• TAREFA A FAZER: Escreva de novo, sem mudar nada, as linhas da listagem abaixo, a partir da linha com "[point] every instance of the distant" até o fim da listagem, incluindo a primeira e a última.

##### DADOS EXTRAÍDOS #####

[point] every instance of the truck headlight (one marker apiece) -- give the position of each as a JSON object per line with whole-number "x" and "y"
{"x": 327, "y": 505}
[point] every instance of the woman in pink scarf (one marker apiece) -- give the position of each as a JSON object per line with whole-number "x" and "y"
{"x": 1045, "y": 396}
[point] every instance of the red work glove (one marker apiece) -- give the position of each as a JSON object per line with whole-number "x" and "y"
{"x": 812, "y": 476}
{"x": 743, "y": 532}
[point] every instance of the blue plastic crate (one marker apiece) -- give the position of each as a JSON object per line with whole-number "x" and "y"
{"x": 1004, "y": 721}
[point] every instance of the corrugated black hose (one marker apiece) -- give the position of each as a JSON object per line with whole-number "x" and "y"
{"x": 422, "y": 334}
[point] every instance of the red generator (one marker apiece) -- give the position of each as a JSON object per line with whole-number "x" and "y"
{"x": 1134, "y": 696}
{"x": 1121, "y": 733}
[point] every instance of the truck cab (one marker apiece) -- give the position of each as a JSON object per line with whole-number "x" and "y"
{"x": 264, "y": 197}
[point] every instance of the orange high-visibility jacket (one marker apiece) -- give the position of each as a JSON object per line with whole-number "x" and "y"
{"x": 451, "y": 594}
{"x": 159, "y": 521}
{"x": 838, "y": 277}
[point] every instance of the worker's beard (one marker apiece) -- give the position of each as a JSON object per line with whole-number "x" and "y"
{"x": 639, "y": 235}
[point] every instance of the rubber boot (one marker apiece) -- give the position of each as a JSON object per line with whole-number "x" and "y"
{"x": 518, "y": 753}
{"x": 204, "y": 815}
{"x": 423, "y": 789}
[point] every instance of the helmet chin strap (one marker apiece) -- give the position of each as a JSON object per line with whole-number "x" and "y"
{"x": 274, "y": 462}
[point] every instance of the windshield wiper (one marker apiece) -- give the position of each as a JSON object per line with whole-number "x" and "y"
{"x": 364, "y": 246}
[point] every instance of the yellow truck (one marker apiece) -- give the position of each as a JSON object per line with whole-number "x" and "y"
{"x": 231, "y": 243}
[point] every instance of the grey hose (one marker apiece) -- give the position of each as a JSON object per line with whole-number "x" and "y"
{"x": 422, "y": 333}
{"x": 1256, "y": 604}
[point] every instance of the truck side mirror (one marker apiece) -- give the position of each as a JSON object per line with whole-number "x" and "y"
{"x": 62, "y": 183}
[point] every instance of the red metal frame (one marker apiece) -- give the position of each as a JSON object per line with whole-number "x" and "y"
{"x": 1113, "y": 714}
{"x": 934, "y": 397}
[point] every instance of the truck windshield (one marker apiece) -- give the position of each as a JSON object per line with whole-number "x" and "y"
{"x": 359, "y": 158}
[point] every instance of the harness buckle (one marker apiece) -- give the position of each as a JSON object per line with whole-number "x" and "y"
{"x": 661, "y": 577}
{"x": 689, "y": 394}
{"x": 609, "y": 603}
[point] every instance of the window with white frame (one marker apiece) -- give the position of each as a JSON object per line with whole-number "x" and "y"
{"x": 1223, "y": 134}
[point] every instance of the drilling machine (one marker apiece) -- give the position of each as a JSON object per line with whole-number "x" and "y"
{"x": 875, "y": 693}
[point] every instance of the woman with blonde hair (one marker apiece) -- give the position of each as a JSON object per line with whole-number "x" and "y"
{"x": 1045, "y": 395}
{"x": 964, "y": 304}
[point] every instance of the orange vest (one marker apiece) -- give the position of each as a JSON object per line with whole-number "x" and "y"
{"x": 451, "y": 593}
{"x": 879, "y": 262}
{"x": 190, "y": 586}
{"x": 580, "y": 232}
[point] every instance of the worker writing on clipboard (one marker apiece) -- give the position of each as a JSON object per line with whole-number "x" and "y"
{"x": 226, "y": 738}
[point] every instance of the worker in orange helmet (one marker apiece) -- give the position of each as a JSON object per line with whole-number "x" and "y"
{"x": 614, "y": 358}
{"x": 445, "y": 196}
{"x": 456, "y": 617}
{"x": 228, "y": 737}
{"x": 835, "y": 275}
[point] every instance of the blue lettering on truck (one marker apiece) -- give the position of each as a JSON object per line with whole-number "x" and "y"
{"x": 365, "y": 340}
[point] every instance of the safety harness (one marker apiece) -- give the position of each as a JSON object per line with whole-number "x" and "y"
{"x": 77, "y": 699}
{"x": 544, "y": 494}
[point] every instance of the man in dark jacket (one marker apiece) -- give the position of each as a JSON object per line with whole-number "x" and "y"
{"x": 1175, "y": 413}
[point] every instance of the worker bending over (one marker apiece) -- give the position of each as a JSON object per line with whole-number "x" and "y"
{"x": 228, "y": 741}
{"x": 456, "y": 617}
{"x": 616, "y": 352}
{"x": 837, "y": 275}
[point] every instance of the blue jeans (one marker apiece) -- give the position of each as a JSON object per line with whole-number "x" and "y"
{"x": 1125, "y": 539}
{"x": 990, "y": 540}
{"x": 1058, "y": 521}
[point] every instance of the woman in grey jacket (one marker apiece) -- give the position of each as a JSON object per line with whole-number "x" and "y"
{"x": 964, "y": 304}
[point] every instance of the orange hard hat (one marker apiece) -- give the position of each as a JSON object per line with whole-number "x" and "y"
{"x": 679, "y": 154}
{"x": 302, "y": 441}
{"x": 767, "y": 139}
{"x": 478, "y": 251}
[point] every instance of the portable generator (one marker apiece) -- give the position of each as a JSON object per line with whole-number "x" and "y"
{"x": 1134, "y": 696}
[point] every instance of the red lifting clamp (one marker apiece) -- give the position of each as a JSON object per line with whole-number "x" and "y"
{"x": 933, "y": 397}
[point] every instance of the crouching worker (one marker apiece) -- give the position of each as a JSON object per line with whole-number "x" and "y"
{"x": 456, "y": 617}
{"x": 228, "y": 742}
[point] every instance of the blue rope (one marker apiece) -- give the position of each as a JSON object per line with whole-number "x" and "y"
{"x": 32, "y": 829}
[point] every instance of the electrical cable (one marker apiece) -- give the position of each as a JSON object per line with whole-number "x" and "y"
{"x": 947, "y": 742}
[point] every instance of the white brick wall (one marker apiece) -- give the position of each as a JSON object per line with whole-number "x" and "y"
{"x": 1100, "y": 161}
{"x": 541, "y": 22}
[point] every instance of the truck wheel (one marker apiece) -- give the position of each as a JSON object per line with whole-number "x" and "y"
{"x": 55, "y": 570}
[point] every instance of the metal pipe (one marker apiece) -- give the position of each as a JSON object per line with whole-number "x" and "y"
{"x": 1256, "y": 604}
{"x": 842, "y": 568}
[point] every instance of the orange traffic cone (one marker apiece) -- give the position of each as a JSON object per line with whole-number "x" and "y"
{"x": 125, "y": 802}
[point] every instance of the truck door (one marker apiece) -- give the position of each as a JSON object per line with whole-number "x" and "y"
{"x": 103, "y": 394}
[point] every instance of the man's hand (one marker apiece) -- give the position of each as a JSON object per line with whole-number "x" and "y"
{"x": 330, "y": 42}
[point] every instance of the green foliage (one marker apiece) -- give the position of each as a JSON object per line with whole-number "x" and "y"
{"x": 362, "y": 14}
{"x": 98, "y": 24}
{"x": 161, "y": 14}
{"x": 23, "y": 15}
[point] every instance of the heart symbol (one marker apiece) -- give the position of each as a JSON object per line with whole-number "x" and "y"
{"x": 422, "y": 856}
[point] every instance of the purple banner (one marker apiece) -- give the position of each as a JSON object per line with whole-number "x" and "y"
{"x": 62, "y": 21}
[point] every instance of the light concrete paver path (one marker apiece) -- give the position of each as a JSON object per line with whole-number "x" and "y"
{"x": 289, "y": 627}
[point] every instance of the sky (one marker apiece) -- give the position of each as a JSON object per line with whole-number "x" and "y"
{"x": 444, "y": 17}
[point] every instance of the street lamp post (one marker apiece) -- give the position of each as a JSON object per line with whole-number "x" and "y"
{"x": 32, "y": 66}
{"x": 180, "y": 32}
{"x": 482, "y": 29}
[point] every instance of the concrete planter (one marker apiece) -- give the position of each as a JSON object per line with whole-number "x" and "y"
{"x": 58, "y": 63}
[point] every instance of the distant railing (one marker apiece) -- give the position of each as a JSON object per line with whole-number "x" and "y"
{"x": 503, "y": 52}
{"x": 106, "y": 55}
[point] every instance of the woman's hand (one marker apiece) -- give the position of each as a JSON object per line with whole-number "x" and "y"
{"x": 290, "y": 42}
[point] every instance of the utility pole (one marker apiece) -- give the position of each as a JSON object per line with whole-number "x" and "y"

#####

• RESPOSTA DO EXERCÍCIO:
[point] every instance of the distant railing (one marker apiece) -- give the position of each as a JSON object per line with whole-number "x" and "y"
{"x": 503, "y": 52}
{"x": 106, "y": 55}
[point] every instance of the woman's hand (one marker apiece) -- give the position of each as a JSON object per line with whole-number "x" and "y"
{"x": 290, "y": 42}
[point] every instance of the utility pole (one marker apiece) -- give the position of each as a JSON object per line with whole-number "x" and "y"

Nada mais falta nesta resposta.